**ИСХОДНЫЙ ТЕКСТ**
>>>>>

Второе: Прошу означенных душеприказчиков после моей смерти тотчас принять все остающееся после меня как движимое, так и недвижимое имущество в свое заведование и распоряжение, затем, по приведении всего в известность, выполнить нижеследующую мою волю…»
Никого не забыл, как папенька в свое время, при составлении завещания Павел Михайлович.
Паи Товарищества Новой Костромской льняной мануфактуры передавались дочерям, как и имение. Дом в Толмачах отписывался городу. Вере Николаевне выделял пятьсот тысяч рублей, сыну Михаилу — двести тысяч в пожизненное пользование процентами с этой суммы. Упомянуты в завещании служащие фабрики в Костроме и в школе глухонемых, служители галереи, домашняя прислуга.

<<<<<

**ЧТО СДЕЛАТЬ**
- a) Кому, по тексту о завещании, отписывался дом в Толмачах?
- b) Напишите продолжение текста о завещании Павла Михайловича: несколько предложений, идущих следом за последним.

**СПИСОК СТРОК**
>>>>>

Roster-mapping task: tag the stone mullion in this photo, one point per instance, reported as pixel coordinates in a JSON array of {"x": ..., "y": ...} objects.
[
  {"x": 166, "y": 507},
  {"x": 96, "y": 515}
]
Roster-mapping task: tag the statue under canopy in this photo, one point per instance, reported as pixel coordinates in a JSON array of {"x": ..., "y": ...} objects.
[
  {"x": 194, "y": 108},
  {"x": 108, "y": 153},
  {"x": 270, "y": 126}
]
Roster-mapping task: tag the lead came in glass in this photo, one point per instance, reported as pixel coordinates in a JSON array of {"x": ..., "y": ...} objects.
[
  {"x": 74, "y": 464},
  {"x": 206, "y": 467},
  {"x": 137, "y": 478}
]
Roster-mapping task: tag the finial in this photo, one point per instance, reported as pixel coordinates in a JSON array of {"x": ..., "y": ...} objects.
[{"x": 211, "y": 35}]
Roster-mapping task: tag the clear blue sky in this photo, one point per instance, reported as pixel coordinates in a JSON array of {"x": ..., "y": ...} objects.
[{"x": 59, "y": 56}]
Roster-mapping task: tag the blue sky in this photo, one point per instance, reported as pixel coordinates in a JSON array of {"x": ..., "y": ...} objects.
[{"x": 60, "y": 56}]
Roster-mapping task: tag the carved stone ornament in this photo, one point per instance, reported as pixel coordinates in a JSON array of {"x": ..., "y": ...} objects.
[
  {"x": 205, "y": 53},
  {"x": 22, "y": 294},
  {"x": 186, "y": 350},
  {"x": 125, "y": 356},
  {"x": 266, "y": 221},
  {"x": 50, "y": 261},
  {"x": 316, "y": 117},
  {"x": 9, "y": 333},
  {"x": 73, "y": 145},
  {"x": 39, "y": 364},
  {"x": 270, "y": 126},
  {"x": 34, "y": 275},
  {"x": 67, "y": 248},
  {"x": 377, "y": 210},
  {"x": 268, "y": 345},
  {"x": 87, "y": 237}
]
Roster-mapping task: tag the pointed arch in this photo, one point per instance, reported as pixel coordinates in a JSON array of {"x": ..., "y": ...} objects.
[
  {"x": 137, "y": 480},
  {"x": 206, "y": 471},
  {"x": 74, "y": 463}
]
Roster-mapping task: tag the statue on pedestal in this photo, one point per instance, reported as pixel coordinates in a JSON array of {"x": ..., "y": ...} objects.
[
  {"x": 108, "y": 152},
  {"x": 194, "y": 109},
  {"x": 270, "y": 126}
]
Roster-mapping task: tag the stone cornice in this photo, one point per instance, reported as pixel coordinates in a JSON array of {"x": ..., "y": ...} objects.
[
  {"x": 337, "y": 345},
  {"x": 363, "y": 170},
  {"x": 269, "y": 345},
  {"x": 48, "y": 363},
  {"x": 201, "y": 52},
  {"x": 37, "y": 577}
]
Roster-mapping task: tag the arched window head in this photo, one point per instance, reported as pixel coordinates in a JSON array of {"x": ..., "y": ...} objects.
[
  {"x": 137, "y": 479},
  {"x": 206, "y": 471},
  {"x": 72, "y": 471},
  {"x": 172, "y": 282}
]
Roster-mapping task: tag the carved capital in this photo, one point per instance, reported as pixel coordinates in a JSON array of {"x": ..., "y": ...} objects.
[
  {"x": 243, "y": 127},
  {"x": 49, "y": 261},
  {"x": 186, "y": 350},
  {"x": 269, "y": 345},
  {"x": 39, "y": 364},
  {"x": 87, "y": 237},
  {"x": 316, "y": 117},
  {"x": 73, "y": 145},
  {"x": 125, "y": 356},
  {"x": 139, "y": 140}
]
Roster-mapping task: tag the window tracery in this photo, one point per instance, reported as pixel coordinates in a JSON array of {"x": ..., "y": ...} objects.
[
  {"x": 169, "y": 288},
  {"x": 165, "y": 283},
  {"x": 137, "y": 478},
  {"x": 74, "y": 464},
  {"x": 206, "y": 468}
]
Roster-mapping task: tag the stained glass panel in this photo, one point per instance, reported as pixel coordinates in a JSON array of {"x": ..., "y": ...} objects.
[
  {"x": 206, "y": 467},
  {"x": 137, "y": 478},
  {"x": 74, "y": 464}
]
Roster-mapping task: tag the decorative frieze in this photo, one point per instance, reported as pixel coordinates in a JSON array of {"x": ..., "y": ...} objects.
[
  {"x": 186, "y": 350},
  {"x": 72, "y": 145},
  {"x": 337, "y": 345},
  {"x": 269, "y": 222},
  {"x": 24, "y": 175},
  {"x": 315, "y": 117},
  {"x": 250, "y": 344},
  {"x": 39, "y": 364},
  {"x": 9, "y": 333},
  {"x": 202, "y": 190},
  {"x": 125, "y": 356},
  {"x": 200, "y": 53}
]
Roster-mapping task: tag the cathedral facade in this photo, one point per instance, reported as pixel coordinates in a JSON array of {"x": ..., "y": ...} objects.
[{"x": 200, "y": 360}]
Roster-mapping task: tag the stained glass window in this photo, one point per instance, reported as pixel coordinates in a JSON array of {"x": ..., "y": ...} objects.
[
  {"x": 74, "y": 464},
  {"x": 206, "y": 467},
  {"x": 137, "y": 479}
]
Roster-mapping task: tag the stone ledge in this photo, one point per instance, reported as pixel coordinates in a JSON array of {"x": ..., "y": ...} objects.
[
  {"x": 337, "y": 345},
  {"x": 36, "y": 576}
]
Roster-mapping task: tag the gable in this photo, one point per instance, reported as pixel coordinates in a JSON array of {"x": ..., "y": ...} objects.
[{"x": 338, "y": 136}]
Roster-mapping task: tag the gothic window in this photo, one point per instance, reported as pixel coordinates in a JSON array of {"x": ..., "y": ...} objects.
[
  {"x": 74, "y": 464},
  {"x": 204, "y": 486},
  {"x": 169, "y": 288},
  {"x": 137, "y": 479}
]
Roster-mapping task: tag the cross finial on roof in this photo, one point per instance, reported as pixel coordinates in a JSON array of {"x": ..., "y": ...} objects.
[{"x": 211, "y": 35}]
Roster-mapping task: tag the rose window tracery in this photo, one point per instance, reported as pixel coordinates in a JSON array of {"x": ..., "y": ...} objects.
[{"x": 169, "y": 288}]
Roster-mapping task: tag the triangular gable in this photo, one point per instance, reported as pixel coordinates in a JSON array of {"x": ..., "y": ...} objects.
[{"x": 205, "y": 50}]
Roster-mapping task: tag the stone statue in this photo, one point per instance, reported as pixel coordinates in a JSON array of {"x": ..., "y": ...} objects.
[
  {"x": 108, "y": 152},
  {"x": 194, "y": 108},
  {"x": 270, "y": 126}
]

<<<<<

**ОТВЕТЫ**
- a) Городу.

- b)
Особо выделим из завещания Третьякова следующие пункты:
«Д. Собрание древней русской живописи (иконы) и художественные издания, какие останутся в моей квартире, также принадлежащие мне картины, могущие находиться в квартире или на выставках, передать Московской городской художественной имени братьев Третьяковых галерее…
Р. Внести в Московскую городскую думу: …сто двадцать пять тысяч рублей на приобретение на проценты с этой суммы живописных и скульптурных художественных произведений для пополнения коллекций…»
Волю брата Сергея он не нарушал. Деньги, выделенные Сергеем Михайловичем на приобретение новых живописных работ для галереи в сумме 100 тысяч рублей (25 тысяч было добавлено его сыном Николаем Сергеевичем), так и предназначались для этих целей по завещанию Павла Михайловича.
Но через два года, 9 мая 1898 года, Третьяков сделает знаменательную приписку к завещанию: «Находя неполезным и нежелательным для дела, чтобы художественная галерея пополнялась художественными предметами после моей смерти, так как собрание и так очень велико и еще может увеличиться, почему для обозрения может сделаться утомительным, да и характер собрания может измениться, то я по сему соображению назначенные в пункте Р. в городскую думу сто двадцать пять тысяч рублей для приобретения на проценты художественных предметов вместо того определяю на ремонт и содержание Галереи, совместно с суммою выше сего назначенною».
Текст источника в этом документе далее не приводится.